## Work request A
Rewrite a passage of the seminar summary, starting at the words "More uncertainty reduces" and ending after "to asset redeployability.", with every "uncertainty" replaced by "volatility".
## Work request B
In the seminar summary, what data did the researchers use to test their hypotheses?

## Text under study
BEGIN
11 Nov 2022
The latest in the Sasin Research Seminar series was a fascinating talk by Sasin Visiting Professor Suwongrat Papangkorn and her co-authors, Sasin Associate Professor Pattanaporn Chatjuthamard, and Sasin Visiting Professor Pornsit Jiraporn, examining the effect of economic policy uncertainty (EPU) on redeployable assets.
The lecture began with how the political uncertainty policy impact economics. One of the classic examples would be the trade war between the US and China starting in 2018, which result in adverse impacted on America. Another example of economic impact was China’s Zero Covid Strategy and how the lockdowns affected things like retail sales. In addition, the trend of global uncertainty is upward trend and has now reached an all-time high, and this is why more research is needed.
Though studies have shown that an increase in EPU can decrease capital expenditure and investment, corporate borrowing, management risk appetite, and the number of M&A transactions. It would also see a rise in the cost of finance. However, no studies have looked at the impact on asset redeployability.
In times of uncertainty, building flexibility into company plans and strategies is important. Businesses need to be flexible. One way to do this is through asset redeployment. This is the strategic reallocation of assets from a less profitable use to a more profitable use. With the right asset redeployment plan, companies can get better results for the same cost. Put another way – asset redeployability is the extent to which assets have alternative uses.
The implications are that increasing asset redeployability leads to a decrease in investment irreversibility, as there tends to be lower investment when there’s uncertainty. There will also be a decrease in liquidity merges and the cost of capital and an increase in asset liquidation values and the amount and maturity of debt.
The key contributions of the research were discussed, and a couple of hypotheses were put forward. The first was that in times of higher uncertainty, agency conflicts and information asymmetry could lead to managerial myopia. This is due to management seeking short-term gains to hit targets and focus on how assets are currently utilized. Consequently, there will be lower asset deployability.
The other hypothesis was that in times of high economic uncertainty, it is less predictable how assets may be deployed in the future. Therefore, acquiring assets that could be redeployed for different purposes would be more prudent, resulting in higher asset deployability.
To test their hypotheses, the researchers used 14,846 US firm-year observations from 1996 to 2014. Professor Suwongrat and her colleagues explained the variables used (dependent, independent, control), the underlying components, asset redeployability measurements, baseline models, and the robustness tests.
The results proved the managerial myopia hypothesis, finding uncertainty significantly diminishes asset redeployability. In particular, a rise in EPU by one standard deviation lowers asset redeployability by 9.06%.
More uncertainty reduces managers’ job security and exacerbates managerial short-termism, where managers tend to focus more on assets that are currently useful in the short run than how assets may be redeployed in the long run.
Further analysis confirms the results, including propensity score matching, entropy balancing, instrumental-variable analysis, GMM dynamic panel data analysis, and using alternate proxies for uncertainty. The study is the first to link EPU to asset redeployability.
The talk was followed by a Q&A session that discussed a range of related topics. These included how asset-level and industry-level redeployability were calculated; the variation in redeployability across industries; the EPU, FEARS and other indexes (and where they are used); and how the data and management reaction might vary in different countries.
END
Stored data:
BEGIN
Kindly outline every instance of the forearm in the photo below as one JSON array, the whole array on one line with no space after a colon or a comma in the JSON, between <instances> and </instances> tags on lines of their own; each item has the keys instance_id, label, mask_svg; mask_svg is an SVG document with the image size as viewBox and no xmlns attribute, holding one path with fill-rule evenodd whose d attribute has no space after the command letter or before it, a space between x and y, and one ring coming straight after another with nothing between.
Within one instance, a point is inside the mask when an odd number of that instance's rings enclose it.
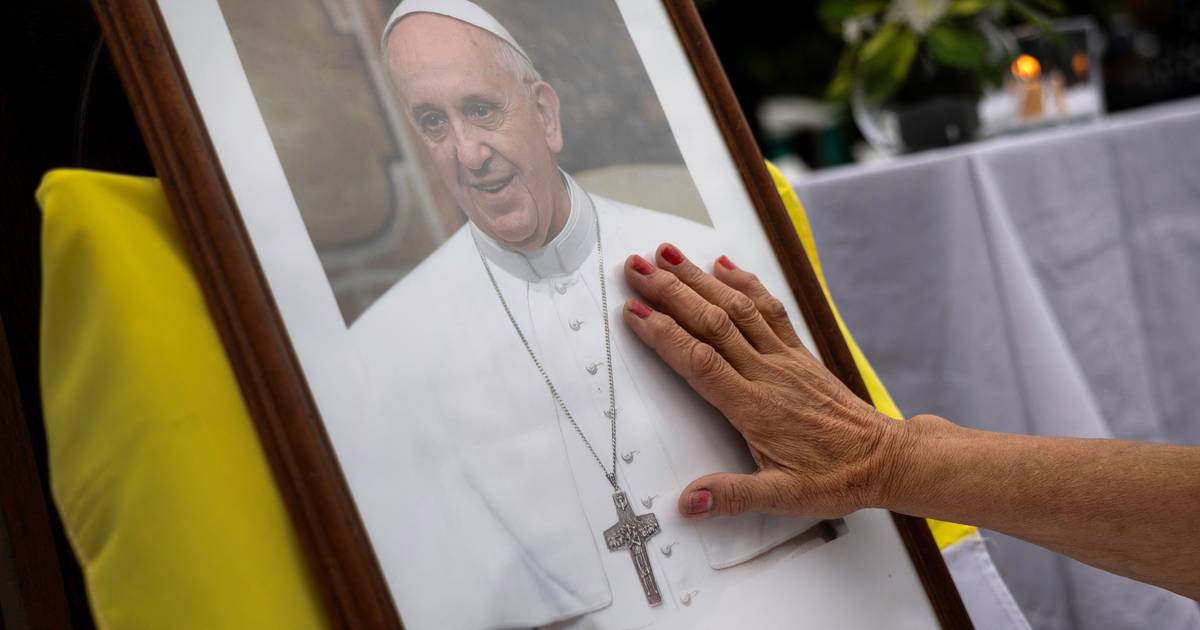
<instances>
[{"instance_id":1,"label":"forearm","mask_svg":"<svg viewBox=\"0 0 1200 630\"><path fill-rule=\"evenodd\" d=\"M1200 448L990 433L917 416L880 502L1200 599Z\"/></svg>"}]
</instances>

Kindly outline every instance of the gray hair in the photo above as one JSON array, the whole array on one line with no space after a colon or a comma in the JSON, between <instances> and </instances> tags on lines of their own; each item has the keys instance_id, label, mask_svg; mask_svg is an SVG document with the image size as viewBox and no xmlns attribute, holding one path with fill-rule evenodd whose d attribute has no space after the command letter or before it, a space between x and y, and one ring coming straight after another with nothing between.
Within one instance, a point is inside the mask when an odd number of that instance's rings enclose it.
<instances>
[{"instance_id":1,"label":"gray hair","mask_svg":"<svg viewBox=\"0 0 1200 630\"><path fill-rule=\"evenodd\" d=\"M500 37L496 36L496 34L488 32L488 31L486 31L484 29L480 29L480 30L482 30L484 32L487 32L487 35L490 35L490 37L487 38L487 41L491 42L491 44L492 44L492 52L493 52L493 54L496 55L497 59L500 60L500 64L509 72L511 72L512 76L516 77L516 79L518 82L521 82L521 85L524 86L526 90L530 90L530 86L534 83L538 83L538 82L542 80L541 73L538 72L538 68L533 67L533 61L529 61L529 59L526 55L521 54L521 52L517 50L516 48L512 48L511 46L509 46L508 42L505 42ZM391 38L392 31L395 31L395 25L392 25L392 29L389 30L389 32L384 37L383 66L385 68L389 67L388 46L386 46L386 43L388 43L388 40ZM392 83L392 88L394 89L398 89L400 88L392 80L391 72L385 72L384 74L388 76L388 80L389 80L389 83ZM530 91L530 94L532 94L532 91Z\"/></svg>"}]
</instances>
END
## Exercise answer A
More volatility reduces managers’ job security and exacerbates managerial short-termism, where managers tend to focus more on assets that are currently useful in the short run than how assets may be redeployed in the long run.
Further analysis confirms the results, including propensity score matching, entropy balancing, instrumental-variable analysis, GMM dynamic panel data analysis, and using alternate proxies for volatility. The study is the first to link EPU to asset redeployability.

## Exercise answer B
14,846 US firm-year observations from 1996 to 2014.